Record extracts:
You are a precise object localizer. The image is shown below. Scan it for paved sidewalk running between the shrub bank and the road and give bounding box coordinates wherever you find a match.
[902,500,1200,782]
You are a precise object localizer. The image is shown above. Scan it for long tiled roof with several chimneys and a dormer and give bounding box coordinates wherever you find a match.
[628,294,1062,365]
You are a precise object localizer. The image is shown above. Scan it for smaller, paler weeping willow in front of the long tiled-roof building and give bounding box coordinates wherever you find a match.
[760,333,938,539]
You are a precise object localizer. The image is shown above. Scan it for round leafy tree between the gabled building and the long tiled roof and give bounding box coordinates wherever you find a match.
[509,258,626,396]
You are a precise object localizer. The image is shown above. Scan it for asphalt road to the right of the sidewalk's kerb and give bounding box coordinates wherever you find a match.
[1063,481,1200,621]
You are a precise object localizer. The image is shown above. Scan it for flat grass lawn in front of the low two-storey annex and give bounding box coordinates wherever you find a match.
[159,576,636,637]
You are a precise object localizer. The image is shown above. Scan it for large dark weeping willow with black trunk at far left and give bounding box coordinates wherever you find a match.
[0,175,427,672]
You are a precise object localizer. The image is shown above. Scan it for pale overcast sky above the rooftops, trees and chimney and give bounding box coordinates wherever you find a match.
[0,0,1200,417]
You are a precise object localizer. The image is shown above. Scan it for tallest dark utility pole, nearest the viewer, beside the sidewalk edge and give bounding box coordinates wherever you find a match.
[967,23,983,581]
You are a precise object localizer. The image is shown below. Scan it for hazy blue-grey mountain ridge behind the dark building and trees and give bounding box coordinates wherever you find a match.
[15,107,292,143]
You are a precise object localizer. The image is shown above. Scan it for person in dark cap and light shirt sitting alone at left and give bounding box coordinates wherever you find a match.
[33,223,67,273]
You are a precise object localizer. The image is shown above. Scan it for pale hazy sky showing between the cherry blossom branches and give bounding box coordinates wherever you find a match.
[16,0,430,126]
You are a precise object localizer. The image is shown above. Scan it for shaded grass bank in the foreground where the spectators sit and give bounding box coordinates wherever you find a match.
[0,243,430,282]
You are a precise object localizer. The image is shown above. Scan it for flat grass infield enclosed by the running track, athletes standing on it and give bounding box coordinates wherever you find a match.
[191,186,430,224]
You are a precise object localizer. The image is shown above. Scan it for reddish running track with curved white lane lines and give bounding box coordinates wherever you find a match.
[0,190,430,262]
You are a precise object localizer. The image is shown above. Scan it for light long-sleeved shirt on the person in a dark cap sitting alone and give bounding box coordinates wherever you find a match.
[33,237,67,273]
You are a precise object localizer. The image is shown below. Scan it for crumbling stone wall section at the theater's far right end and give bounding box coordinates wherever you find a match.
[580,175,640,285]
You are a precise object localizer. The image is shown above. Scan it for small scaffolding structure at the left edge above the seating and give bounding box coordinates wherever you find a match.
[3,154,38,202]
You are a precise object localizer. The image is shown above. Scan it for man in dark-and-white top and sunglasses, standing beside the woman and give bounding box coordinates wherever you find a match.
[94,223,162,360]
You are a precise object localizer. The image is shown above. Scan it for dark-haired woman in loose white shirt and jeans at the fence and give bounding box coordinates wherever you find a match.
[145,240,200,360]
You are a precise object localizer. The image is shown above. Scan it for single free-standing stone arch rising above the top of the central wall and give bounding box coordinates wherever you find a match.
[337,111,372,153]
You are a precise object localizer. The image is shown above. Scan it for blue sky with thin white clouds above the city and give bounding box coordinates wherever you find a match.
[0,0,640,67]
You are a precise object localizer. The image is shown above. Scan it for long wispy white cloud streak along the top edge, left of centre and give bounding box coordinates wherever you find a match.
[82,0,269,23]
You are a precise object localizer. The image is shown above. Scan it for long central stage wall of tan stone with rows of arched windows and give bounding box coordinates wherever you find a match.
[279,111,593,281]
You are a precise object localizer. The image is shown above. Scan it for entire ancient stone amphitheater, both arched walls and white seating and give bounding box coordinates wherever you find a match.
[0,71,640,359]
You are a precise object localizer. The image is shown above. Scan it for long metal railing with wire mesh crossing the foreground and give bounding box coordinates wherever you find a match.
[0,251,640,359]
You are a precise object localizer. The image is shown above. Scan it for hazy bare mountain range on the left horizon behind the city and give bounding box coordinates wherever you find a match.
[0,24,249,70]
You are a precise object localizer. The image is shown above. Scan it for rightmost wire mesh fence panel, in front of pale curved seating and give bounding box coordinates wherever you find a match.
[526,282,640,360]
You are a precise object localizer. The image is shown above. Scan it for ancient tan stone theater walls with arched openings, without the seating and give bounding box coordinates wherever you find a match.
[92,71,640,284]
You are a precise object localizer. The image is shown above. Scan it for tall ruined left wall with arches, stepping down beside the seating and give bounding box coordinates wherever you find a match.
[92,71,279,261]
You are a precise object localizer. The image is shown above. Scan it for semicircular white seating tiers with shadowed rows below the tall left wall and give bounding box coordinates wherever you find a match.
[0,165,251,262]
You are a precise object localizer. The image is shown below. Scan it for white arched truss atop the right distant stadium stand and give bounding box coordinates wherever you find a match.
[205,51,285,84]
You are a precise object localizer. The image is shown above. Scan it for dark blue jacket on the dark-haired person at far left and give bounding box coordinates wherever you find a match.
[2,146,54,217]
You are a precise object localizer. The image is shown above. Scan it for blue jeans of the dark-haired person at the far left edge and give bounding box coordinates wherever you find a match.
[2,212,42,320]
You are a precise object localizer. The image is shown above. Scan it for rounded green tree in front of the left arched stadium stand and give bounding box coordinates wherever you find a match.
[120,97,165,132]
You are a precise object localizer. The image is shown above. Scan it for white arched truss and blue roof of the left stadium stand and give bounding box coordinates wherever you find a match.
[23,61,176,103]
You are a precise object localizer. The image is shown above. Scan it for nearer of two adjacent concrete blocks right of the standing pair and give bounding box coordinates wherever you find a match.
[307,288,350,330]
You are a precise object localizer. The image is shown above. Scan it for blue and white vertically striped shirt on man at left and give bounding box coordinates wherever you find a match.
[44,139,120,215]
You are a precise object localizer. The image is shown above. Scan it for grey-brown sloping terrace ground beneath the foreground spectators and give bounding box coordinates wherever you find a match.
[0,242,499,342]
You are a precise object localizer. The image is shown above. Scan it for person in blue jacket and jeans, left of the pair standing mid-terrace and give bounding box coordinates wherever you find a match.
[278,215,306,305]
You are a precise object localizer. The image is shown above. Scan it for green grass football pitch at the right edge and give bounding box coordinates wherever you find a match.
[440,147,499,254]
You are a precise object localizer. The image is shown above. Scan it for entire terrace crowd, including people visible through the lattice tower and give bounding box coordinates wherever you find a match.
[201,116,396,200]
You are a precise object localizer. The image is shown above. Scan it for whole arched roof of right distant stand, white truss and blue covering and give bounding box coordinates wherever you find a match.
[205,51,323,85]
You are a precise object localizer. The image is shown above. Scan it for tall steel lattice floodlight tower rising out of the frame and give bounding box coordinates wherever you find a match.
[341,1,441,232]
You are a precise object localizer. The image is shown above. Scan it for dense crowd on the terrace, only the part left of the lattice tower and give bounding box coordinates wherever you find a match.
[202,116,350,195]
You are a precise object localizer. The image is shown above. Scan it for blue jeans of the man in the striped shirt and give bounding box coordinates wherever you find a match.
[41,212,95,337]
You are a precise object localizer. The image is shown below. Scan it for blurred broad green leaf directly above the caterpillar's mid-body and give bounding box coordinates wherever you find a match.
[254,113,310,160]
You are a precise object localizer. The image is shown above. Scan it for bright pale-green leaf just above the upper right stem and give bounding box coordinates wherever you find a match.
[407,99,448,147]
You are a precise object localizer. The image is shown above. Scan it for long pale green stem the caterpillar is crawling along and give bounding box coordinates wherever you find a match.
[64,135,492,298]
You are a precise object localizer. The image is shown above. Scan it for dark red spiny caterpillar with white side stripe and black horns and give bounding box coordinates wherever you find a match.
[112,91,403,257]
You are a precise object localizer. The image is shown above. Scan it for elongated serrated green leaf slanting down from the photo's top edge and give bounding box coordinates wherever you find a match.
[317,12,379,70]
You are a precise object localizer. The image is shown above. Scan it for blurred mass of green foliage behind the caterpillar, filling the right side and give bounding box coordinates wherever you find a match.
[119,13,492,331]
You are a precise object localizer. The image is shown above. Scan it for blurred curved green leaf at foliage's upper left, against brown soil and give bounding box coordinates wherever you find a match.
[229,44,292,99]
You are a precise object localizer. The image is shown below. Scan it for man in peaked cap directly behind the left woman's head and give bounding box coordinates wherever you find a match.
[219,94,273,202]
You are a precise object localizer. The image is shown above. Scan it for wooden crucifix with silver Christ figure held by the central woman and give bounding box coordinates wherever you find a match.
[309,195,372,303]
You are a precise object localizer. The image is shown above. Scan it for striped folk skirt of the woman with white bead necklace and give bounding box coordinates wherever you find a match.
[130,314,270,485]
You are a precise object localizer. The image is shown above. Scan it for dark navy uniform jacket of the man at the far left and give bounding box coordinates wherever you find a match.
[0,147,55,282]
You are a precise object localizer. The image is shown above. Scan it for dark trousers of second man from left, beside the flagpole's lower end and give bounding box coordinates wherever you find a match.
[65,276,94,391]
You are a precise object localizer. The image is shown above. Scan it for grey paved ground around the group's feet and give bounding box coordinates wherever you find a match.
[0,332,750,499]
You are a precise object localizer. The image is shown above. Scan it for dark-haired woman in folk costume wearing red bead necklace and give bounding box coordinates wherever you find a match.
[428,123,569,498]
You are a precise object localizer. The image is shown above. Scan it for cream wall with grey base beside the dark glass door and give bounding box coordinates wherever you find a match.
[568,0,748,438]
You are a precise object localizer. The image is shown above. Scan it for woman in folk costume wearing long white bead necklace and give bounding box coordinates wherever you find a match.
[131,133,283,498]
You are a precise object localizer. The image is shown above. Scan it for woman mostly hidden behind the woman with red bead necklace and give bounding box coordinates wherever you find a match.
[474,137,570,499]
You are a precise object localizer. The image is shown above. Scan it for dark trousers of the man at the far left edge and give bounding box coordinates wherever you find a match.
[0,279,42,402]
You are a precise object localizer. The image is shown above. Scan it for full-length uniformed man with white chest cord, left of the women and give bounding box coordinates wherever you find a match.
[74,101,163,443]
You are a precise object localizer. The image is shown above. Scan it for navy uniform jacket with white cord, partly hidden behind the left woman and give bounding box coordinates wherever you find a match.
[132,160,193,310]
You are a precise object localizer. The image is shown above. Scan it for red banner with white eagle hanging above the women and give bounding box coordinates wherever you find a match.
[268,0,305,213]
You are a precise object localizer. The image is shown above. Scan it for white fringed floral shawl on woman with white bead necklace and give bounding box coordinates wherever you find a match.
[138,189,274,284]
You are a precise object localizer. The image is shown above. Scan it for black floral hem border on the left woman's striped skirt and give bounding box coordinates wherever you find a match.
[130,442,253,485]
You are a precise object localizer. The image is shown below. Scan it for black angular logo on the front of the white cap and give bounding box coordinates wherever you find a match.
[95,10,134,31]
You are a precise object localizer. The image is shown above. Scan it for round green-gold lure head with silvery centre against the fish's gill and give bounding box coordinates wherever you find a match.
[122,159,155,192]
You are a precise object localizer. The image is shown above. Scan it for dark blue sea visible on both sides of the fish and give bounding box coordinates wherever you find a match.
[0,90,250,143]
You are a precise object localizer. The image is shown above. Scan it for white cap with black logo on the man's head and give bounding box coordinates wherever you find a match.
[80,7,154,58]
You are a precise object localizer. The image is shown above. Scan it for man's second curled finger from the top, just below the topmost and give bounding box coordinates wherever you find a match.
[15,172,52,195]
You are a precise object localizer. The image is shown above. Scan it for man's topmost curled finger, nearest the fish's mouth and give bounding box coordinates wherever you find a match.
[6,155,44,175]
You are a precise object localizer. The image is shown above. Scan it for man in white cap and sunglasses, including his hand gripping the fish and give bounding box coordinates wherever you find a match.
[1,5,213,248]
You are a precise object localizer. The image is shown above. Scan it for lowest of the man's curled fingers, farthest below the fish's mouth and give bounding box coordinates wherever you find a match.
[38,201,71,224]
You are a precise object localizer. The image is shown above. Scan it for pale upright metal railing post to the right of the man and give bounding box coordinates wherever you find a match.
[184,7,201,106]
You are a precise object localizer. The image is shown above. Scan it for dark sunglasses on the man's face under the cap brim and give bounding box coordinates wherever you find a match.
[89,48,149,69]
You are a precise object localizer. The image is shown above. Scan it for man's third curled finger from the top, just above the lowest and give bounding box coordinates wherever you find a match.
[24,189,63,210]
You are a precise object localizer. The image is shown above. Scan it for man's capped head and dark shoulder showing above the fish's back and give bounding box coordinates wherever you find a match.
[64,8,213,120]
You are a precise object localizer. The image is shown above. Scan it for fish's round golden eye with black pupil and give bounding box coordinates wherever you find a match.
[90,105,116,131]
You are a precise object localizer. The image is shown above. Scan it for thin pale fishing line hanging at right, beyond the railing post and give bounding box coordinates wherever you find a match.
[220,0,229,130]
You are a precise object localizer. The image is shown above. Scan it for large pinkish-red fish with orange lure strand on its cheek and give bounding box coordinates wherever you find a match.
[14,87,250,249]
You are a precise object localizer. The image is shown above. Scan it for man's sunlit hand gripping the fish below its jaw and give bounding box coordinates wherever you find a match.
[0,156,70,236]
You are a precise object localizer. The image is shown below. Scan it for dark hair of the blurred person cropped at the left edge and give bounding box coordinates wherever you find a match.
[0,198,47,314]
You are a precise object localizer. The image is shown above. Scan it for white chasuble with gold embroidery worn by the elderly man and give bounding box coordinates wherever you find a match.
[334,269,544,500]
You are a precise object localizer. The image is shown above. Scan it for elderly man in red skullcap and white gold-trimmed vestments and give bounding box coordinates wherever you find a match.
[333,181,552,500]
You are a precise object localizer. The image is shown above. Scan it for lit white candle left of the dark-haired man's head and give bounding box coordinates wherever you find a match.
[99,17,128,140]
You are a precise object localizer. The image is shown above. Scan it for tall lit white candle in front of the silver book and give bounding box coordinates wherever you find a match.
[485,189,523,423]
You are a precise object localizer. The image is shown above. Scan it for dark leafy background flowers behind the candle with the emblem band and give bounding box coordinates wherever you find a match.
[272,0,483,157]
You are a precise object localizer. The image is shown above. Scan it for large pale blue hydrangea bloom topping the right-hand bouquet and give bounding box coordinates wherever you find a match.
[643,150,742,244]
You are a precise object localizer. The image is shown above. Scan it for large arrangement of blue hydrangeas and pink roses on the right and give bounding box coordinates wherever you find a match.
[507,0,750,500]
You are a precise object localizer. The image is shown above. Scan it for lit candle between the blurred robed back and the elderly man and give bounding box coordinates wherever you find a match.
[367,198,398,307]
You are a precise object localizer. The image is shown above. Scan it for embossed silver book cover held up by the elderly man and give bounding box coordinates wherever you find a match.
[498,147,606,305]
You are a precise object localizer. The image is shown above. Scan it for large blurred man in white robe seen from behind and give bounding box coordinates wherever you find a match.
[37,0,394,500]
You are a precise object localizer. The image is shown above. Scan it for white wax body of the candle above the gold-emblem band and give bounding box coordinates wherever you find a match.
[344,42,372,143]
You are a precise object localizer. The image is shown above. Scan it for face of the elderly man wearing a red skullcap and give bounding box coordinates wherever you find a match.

Aim of the exercise: Provide an exact transcript of the lines from the one that holds "it for embossed" through the final line of the data above.

Output below:
You are a precise object localizer. The image is shown above. Scan it for embossed silver book cover held up by the elderly man and give bounding box coordinates wherever you find a match.
[498,147,606,305]
You are a precise object localizer. The image is shown above. Scan it for large blurred man in white robe seen from behind and give bounding box coordinates wherever you find a match.
[37,0,394,500]
You are a precise object localizer. The image is shown above. Scan it for white wax body of the candle above the gold-emblem band and give bounding box coordinates wherever you find a match.
[344,42,372,143]
You are a precise object localizer. The image is shown above. Scan it for face of the elderly man wearing a red skullcap and give bounding box coordinates wherever you find a match.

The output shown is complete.